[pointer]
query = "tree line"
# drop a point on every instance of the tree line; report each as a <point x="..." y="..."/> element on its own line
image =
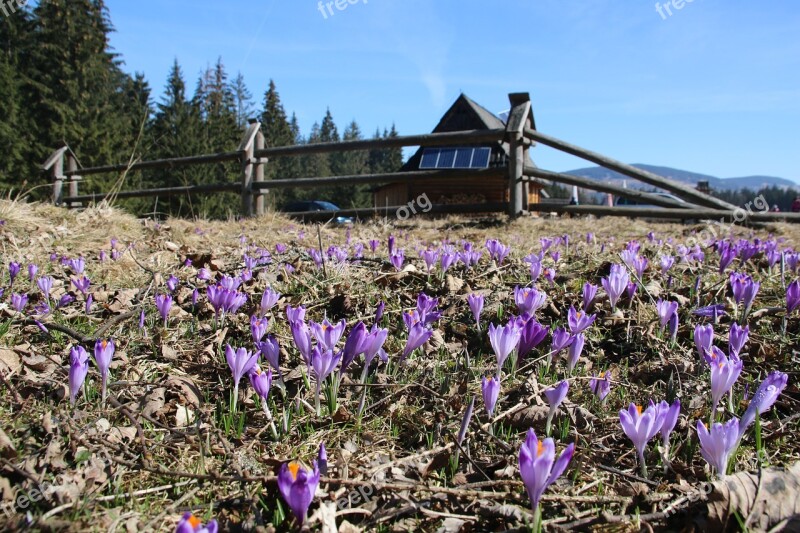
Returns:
<point x="60" y="82"/>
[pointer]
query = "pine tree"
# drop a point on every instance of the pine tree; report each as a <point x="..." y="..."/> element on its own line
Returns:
<point x="243" y="100"/>
<point x="278" y="131"/>
<point x="15" y="42"/>
<point x="76" y="86"/>
<point x="174" y="133"/>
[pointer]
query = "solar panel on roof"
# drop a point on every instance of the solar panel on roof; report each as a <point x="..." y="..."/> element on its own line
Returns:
<point x="429" y="158"/>
<point x="447" y="157"/>
<point x="463" y="158"/>
<point x="481" y="158"/>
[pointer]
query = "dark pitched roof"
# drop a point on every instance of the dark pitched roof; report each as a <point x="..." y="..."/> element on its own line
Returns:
<point x="465" y="114"/>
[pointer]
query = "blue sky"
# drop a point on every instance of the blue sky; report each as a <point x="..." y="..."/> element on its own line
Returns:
<point x="713" y="88"/>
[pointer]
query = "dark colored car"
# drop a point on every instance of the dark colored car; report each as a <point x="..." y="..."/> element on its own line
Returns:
<point x="316" y="210"/>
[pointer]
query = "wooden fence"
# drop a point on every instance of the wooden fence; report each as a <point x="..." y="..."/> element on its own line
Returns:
<point x="520" y="135"/>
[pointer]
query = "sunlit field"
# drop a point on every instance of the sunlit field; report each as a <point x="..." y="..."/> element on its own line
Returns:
<point x="452" y="374"/>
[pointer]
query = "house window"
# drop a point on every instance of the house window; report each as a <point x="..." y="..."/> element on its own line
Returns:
<point x="469" y="157"/>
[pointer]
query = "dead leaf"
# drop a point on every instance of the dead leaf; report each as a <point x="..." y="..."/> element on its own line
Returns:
<point x="7" y="448"/>
<point x="184" y="416"/>
<point x="153" y="402"/>
<point x="10" y="361"/>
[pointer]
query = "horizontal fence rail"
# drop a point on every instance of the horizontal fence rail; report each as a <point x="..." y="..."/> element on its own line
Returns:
<point x="175" y="162"/>
<point x="164" y="191"/>
<point x="399" y="177"/>
<point x="728" y="216"/>
<point x="393" y="211"/>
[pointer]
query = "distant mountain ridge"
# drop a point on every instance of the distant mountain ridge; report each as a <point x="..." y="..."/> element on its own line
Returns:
<point x="685" y="176"/>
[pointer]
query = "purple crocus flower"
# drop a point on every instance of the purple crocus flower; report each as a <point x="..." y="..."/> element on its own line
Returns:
<point x="528" y="300"/>
<point x="302" y="339"/>
<point x="297" y="486"/>
<point x="271" y="351"/>
<point x="379" y="312"/>
<point x="665" y="310"/>
<point x="323" y="362"/>
<point x="538" y="466"/>
<point x="164" y="304"/>
<point x="792" y="296"/>
<point x="561" y="339"/>
<point x="578" y="321"/>
<point x="724" y="373"/>
<point x="82" y="283"/>
<point x="737" y="339"/>
<point x="268" y="300"/>
<point x="430" y="257"/>
<point x="45" y="284"/>
<point x="78" y="368"/>
<point x="666" y="262"/>
<point x="475" y="302"/>
<point x="504" y="340"/>
<point x="601" y="386"/>
<point x="373" y="345"/>
<point x="417" y="336"/>
<point x="710" y="311"/>
<point x="497" y="250"/>
<point x="397" y="259"/>
<point x="103" y="352"/>
<point x="260" y="381"/>
<point x="258" y="328"/>
<point x="671" y="413"/>
<point x="641" y="427"/>
<point x="575" y="350"/>
<point x="589" y="294"/>
<point x="616" y="283"/>
<point x="64" y="301"/>
<point x="240" y="362"/>
<point x="727" y="253"/>
<point x="717" y="445"/>
<point x="354" y="345"/>
<point x="327" y="334"/>
<point x="536" y="268"/>
<point x="763" y="400"/>
<point x="555" y="395"/>
<point x="532" y="333"/>
<point x="19" y="301"/>
<point x="490" y="388"/>
<point x="191" y="524"/>
<point x="744" y="290"/>
<point x="13" y="272"/>
<point x="703" y="339"/>
<point x="295" y="314"/>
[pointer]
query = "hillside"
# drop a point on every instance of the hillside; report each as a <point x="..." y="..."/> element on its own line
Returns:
<point x="685" y="176"/>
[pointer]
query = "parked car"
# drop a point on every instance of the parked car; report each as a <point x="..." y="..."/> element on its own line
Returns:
<point x="316" y="211"/>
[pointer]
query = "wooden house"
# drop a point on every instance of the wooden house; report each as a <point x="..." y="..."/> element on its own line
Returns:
<point x="464" y="114"/>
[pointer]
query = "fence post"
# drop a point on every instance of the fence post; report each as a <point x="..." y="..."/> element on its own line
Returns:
<point x="518" y="118"/>
<point x="74" y="179"/>
<point x="246" y="157"/>
<point x="260" y="142"/>
<point x="55" y="164"/>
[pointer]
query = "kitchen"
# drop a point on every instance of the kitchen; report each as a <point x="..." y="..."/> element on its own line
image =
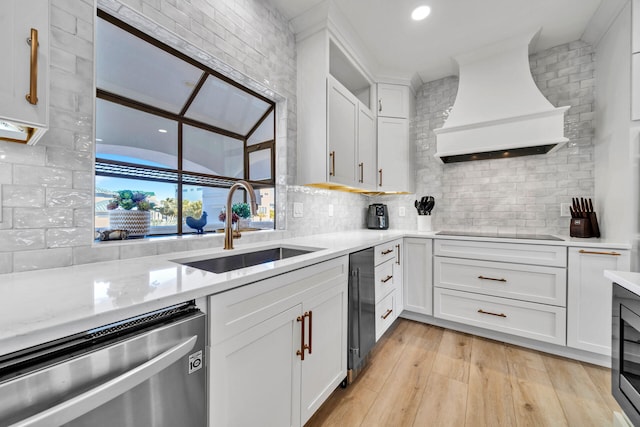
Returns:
<point x="54" y="178"/>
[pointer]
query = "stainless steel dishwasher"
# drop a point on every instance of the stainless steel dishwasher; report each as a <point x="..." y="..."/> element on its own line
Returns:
<point x="143" y="371"/>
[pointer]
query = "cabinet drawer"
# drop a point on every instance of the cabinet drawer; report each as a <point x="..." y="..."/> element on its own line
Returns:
<point x="552" y="256"/>
<point x="530" y="320"/>
<point x="385" y="252"/>
<point x="385" y="314"/>
<point x="384" y="280"/>
<point x="533" y="283"/>
<point x="239" y="309"/>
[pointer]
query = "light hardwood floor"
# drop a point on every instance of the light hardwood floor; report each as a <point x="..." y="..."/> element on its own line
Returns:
<point x="422" y="375"/>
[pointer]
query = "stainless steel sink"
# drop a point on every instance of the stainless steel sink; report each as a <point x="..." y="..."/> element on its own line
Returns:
<point x="224" y="263"/>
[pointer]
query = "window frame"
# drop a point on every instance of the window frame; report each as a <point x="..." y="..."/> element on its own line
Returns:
<point x="119" y="169"/>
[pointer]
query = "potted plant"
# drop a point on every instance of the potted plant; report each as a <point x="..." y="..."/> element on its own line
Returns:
<point x="129" y="210"/>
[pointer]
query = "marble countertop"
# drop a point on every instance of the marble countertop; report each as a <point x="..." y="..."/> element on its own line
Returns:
<point x="627" y="279"/>
<point x="38" y="306"/>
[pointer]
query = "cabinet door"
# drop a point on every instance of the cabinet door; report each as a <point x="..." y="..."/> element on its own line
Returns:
◇ ◇ ◇ ◇
## EXERCISE DESCRIPTION
Copy every line above word for word and exclude the pictures.

## EXERCISE RESULT
[pointer]
query = "tree line"
# drop a point on every instance of the tree line; report each as a <point x="..." y="..."/> element on its own line
image =
Returns:
<point x="60" y="82"/>
[pointer]
query = "pine tree"
# drop a point on every instance of the pine tree; report each as a <point x="..." y="..."/> element on its own line
Returns:
<point x="243" y="100"/>
<point x="278" y="131"/>
<point x="15" y="42"/>
<point x="76" y="86"/>
<point x="174" y="133"/>
[pointer]
query = "solar panel on roof"
# drop a point on every instance of the solar panel on roof; report each as a <point x="..." y="..."/> element on its own line
Returns:
<point x="429" y="158"/>
<point x="447" y="157"/>
<point x="463" y="158"/>
<point x="481" y="158"/>
[pointer]
query = "dark pitched roof"
# drop a point on every instance of the dark pitched roof; report each as a <point x="..." y="..."/> element on its own line
Returns:
<point x="465" y="114"/>
[pointer]
query = "blue sky"
# drop a point on every instance of the blue sky; report each as a <point x="..." y="..."/> element on its own line
Returns:
<point x="713" y="88"/>
[pointer]
query = "dark colored car"
# drop a point on every instance of the dark colored car; report each as a <point x="..." y="..."/> element on its own line
Returns:
<point x="316" y="210"/>
[pointer]
query = "wooden fence"
# drop a point on every instance of the wooden fence; report each as a <point x="..." y="..."/> element on its own line
Returns:
<point x="520" y="135"/>
[pointer]
query = "sunlit field"
# drop a point on every instance of the sunlit field; report each as a <point x="..." y="..."/> element on its own line
Returns:
<point x="452" y="374"/>
[pointer]
query = "house window"
# drop a point on every instance of the house window; report each as a <point x="..." y="..."/> element on its own line
Returns:
<point x="469" y="157"/>
[pointer]
query = "dead leaf"
# drop a point on every instance of the dead leaf; report each as a <point x="..." y="..."/> element on its own line
Returns:
<point x="7" y="448"/>
<point x="184" y="416"/>
<point x="153" y="402"/>
<point x="10" y="361"/>
[pointer]
query = "horizontal fence rail"
# drop a point on every instance of the horizontal fence rail; report each as a <point x="..." y="..."/> element on its own line
Returns:
<point x="175" y="162"/>
<point x="164" y="191"/>
<point x="399" y="177"/>
<point x="728" y="216"/>
<point x="393" y="211"/>
[pointer]
query = "distant mountain ridge"
# drop a point on every instance of the distant mountain ridge; report each as a <point x="..." y="..."/> element on its own line
Returns:
<point x="685" y="176"/>
[pointer]
query = "purple crocus flower"
# drop a point on every instance of the purple crocus flower; report each as a <point x="..." y="..."/> element on its own line
Returns:
<point x="528" y="300"/>
<point x="302" y="339"/>
<point x="297" y="486"/>
<point x="271" y="351"/>
<point x="379" y="312"/>
<point x="665" y="310"/>
<point x="323" y="362"/>
<point x="538" y="466"/>
<point x="164" y="304"/>
<point x="792" y="296"/>
<point x="561" y="339"/>
<point x="578" y="321"/>
<point x="724" y="373"/>
<point x="82" y="283"/>
<point x="737" y="339"/>
<point x="268" y="300"/>
<point x="430" y="257"/>
<point x="45" y="284"/>
<point x="78" y="368"/>
<point x="666" y="262"/>
<point x="475" y="302"/>
<point x="504" y="340"/>
<point x="601" y="386"/>
<point x="373" y="345"/>
<point x="417" y="336"/>
<point x="710" y="311"/>
<point x="497" y="250"/>
<point x="397" y="259"/>
<point x="103" y="352"/>
<point x="260" y="381"/>
<point x="258" y="328"/>
<point x="671" y="413"/>
<point x="641" y="427"/>
<point x="575" y="350"/>
<point x="589" y="294"/>
<point x="616" y="283"/>
<point x="64" y="301"/>
<point x="240" y="362"/>
<point x="727" y="253"/>
<point x="717" y="445"/>
<point x="354" y="345"/>
<point x="327" y="334"/>
<point x="536" y="268"/>
<point x="763" y="400"/>
<point x="555" y="395"/>
<point x="532" y="333"/>
<point x="19" y="301"/>
<point x="490" y="388"/>
<point x="191" y="524"/>
<point x="744" y="290"/>
<point x="13" y="272"/>
<point x="703" y="339"/>
<point x="295" y="314"/>
[pointer]
query = "hillside"
# drop a point on every instance of the hillside; report each as a <point x="..." y="..."/> element on its own line
Returns:
<point x="685" y="176"/>
[pointer]
query = "parked car"
# drop a point on every instance of the parked car; report each as a <point x="..." y="..."/> element on its own line
Returns:
<point x="316" y="211"/>
[pointer]
query = "wooden house"
# drop a point on every instance of the wooden house; report each as a <point x="..." y="..."/> element on its own line
Returns:
<point x="464" y="114"/>
[pointer]
query = "fence post"
# drop a point on every instance of the fence post; report each as a <point x="..." y="..."/> element on its own line
Returns:
<point x="518" y="118"/>
<point x="74" y="179"/>
<point x="246" y="157"/>
<point x="260" y="142"/>
<point x="55" y="164"/>
[pointer]
query = "kitchen"
# drop a point on every instance of the kitchen; report each as a <point x="..." y="..."/> element on its own line
image =
Returns:
<point x="54" y="178"/>
[pointer]
query = "stainless steel dishwasher"
# drop a point on every instance of the stainless steel dishwasher; report each as a <point x="..." y="..."/> element on its own line
Returns:
<point x="143" y="371"/>
[pointer]
query = "cabinet drawer"
# drop a point on every instance of the cabinet drawer; report each as a <point x="..." y="..."/> element on its own line
Returns:
<point x="552" y="256"/>
<point x="530" y="320"/>
<point x="385" y="252"/>
<point x="385" y="314"/>
<point x="384" y="280"/>
<point x="533" y="283"/>
<point x="239" y="309"/>
[pointer]
query = "light hardwood floor"
# drop a point on every instance of the light hardwood floor; report each as a <point x="..." y="..."/> element on its own line
Returns:
<point x="422" y="375"/>
[pointer]
query = "stainless steel sink"
# drop a point on every instance of the stainless steel sink; report each as a <point x="..." y="..."/> element on its own line
Returns:
<point x="224" y="263"/>
[pointer]
query = "window frame"
# drop a point on every instance of the window frame; report each as a <point x="..." y="..."/> element on its own line
Returns:
<point x="119" y="169"/>
[pointer]
query = "potted plant"
# drop a point on every instance of the potted plant; report each as a <point x="..." y="..."/> element on its own line
Returns:
<point x="129" y="210"/>
[pointer]
query = "marble countertop"
# drop a point on every instance of the marble countertop; report each as a <point x="..." y="..."/> element on its own line
Returns:
<point x="627" y="279"/>
<point x="38" y="306"/>
[pointer]
query = "cabinet door"
# drop a point on every instance of the cabinet door; report each as a <point x="..." y="..."/> element on its own line
Returns:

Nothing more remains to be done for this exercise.